**Exercise aim:** Each record beneath this line is to be copied exactly.

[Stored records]
● ● ● ● ●

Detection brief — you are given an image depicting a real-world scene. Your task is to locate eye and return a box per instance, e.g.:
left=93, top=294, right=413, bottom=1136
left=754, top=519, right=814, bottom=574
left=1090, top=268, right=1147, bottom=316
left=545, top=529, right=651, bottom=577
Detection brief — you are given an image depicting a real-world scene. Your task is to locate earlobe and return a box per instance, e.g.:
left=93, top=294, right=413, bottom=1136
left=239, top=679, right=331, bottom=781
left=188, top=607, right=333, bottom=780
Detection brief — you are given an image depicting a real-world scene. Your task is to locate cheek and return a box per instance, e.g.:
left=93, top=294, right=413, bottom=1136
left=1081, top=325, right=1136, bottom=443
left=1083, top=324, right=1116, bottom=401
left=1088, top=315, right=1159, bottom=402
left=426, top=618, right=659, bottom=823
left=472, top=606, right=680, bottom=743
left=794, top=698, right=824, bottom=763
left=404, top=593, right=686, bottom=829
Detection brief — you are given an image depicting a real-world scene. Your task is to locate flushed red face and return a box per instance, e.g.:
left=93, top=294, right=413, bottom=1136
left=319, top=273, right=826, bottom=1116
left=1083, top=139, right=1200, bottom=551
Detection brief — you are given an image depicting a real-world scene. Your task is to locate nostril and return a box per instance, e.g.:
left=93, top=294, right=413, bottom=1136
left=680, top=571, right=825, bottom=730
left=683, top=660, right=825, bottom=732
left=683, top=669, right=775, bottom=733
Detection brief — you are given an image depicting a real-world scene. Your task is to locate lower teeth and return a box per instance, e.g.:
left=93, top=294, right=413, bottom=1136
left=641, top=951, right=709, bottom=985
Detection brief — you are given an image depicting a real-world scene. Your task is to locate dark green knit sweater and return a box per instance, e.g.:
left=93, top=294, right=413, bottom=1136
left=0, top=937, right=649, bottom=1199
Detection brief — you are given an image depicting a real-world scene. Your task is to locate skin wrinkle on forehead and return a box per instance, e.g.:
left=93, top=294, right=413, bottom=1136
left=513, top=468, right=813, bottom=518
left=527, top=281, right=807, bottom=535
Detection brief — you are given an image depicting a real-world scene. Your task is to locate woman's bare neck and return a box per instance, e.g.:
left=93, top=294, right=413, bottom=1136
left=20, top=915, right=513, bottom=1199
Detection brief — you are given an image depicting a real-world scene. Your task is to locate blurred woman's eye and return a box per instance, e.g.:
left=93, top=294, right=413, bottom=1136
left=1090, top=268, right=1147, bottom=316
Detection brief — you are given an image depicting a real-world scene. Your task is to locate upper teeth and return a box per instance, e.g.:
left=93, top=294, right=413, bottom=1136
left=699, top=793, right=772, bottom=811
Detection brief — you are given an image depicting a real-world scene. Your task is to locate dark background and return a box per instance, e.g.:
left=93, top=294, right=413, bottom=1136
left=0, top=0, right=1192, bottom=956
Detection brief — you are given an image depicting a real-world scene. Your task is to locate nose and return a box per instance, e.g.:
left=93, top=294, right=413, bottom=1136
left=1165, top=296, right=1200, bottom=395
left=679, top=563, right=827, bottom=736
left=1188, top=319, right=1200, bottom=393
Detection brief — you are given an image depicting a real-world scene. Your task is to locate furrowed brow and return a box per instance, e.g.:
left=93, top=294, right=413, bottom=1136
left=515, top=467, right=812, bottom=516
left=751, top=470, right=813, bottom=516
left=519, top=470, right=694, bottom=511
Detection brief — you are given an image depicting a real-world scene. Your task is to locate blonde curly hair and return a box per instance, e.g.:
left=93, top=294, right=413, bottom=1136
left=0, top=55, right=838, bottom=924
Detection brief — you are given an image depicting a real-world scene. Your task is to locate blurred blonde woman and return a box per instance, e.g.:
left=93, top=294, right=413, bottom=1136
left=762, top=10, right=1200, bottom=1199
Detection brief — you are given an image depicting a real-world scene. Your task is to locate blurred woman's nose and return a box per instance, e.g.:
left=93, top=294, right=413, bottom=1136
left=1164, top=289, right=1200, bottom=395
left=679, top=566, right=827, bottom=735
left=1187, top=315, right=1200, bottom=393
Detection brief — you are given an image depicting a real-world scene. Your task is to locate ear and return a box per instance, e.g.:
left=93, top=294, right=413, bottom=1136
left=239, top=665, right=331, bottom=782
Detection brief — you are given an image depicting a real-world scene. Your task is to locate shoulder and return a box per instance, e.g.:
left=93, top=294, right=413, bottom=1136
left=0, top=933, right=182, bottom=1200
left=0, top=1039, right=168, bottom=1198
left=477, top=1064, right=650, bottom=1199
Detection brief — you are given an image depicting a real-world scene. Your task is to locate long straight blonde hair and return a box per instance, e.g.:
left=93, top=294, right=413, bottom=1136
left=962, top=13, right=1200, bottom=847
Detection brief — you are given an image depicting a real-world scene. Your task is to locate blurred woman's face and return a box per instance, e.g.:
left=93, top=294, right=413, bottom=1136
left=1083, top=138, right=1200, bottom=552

● ● ● ● ●

**Finished exercise:**
Detection brief — you are given an image depicting a real-world scene. Your task is to locate eye and return a box per instance, e.g.:
left=93, top=294, right=413, bottom=1136
left=754, top=519, right=814, bottom=574
left=1090, top=268, right=1147, bottom=316
left=545, top=529, right=651, bottom=577
Detection brief — you are given an image depicting a real-world scene. Your task is to locate earlobe and return a box per instance, e.g.:
left=93, top=294, right=413, bottom=1136
left=239, top=679, right=331, bottom=781
left=188, top=607, right=333, bottom=780
Detection brief — you are given an image depicting a real-world scene. Your task is to locate cheek and return a box per instance, e.g.:
left=93, top=294, right=413, bottom=1136
left=1081, top=325, right=1136, bottom=443
left=1083, top=324, right=1116, bottom=401
left=1088, top=315, right=1159, bottom=402
left=426, top=618, right=659, bottom=823
left=472, top=606, right=680, bottom=743
left=794, top=698, right=824, bottom=763
left=404, top=593, right=686, bottom=829
Detection brief — you are given an image depicting a real-world scene. Your task is to locate flushed red face and return a box per instance, e.g.:
left=93, top=294, right=413, bottom=1136
left=319, top=273, right=826, bottom=1116
left=1083, top=139, right=1200, bottom=551
Detection brief — you are given an image depicting a real-world scene. Your task is to locate nostril and return a box per instance, e.g.:
left=93, top=294, right=413, bottom=1136
left=680, top=571, right=825, bottom=730
left=683, top=660, right=825, bottom=732
left=683, top=669, right=775, bottom=733
Detection brief — you are given an image depicting a real-world scene. Your task is to locate lower teeth and return a box per instance, e.g.:
left=93, top=294, right=413, bottom=1136
left=641, top=951, right=709, bottom=985
Detection brief — you are given an image depicting a real-world scene. Your task is to locate dark green knit sweater and return a box per instance, e.g.:
left=93, top=294, right=413, bottom=1136
left=0, top=937, right=649, bottom=1199
Detection brief — you are given an image depicting a real-world scene. Your task is to locate skin wrinkle on forehead and return a box per instance, e.g.:
left=93, top=294, right=413, bottom=1136
left=513, top=468, right=813, bottom=518
left=527, top=281, right=807, bottom=535
Detection brief — you are given an image depicting a real-world scene. Your task is to locate woman's bare neck and return a box per instance, e.g.:
left=93, top=294, right=413, bottom=1136
left=20, top=915, right=513, bottom=1199
Detection brief — you are given an image depicting a real-world scene. Your task is to locate blurred woman's eye and return a box per instance, e.g.:
left=93, top=294, right=413, bottom=1136
left=1090, top=268, right=1147, bottom=316
Detection brief — you are given an image depicting a real-world scene. Your task is to locate upper teeth and return a box per instance, e.g.:
left=93, top=294, right=413, bottom=1136
left=699, top=793, right=772, bottom=811
Detection brief — you are given an image depicting a real-world scene. Your task is to locate dark background and return a box per instance, e.g.:
left=93, top=294, right=413, bottom=1136
left=0, top=0, right=1192, bottom=956
Detection brief — you are given an image depicting a real-world scene. Your task is to locate nose and return a box per instance, e.g.:
left=93, top=294, right=413, bottom=1136
left=1165, top=296, right=1200, bottom=395
left=679, top=563, right=827, bottom=736
left=1188, top=319, right=1200, bottom=393
Detection brief — you are given an image depicting a real-world scene. Your task is to locate furrowed brow and return a box per instance, e.g.:
left=93, top=294, right=413, bottom=1136
left=515, top=467, right=812, bottom=516
left=751, top=470, right=813, bottom=516
left=519, top=470, right=694, bottom=511
Detection brief — you are given an image depicting a real-world scene. Your task is to locate blonde curly hair and return a box per instance, e.g.:
left=93, top=294, right=413, bottom=1136
left=0, top=55, right=838, bottom=924
Detection brief — you are given an image depicting a real-world scene. Your task is to locate blurred blonde woman and return a box per instance, e.g.:
left=93, top=294, right=413, bottom=1136
left=762, top=10, right=1200, bottom=1199
Detection brief — you are given an image depicting a real-world scene. Your task is to locate blurred woman's nose and return a box per instance, e.g.:
left=93, top=294, right=413, bottom=1136
left=1164, top=289, right=1200, bottom=395
left=679, top=566, right=827, bottom=735
left=1187, top=315, right=1200, bottom=393
Detection brief — you are given an image depicting a real-world scene. Your task is to locate ear and return a box per instance, e.g.:
left=93, top=294, right=413, bottom=1136
left=239, top=665, right=331, bottom=782
Detection brief — you are given an image depicting a real-world scene. Your task is to locate shoulder and return a box per instance, e.g.:
left=93, top=294, right=413, bottom=1136
left=0, top=933, right=182, bottom=1200
left=0, top=1039, right=168, bottom=1198
left=477, top=1064, right=650, bottom=1199
Detection brief — you are given an image depicting a real-world scene. Your task is to locate long straight blonde hair and return a box per instance, e.g.:
left=93, top=294, right=413, bottom=1136
left=962, top=13, right=1200, bottom=847
Detection brief — you are given an image depicting a real-world scene. Your task is to locate blurred woman's face and return a box per instance, e.g.:
left=93, top=294, right=413, bottom=1136
left=1083, top=138, right=1200, bottom=552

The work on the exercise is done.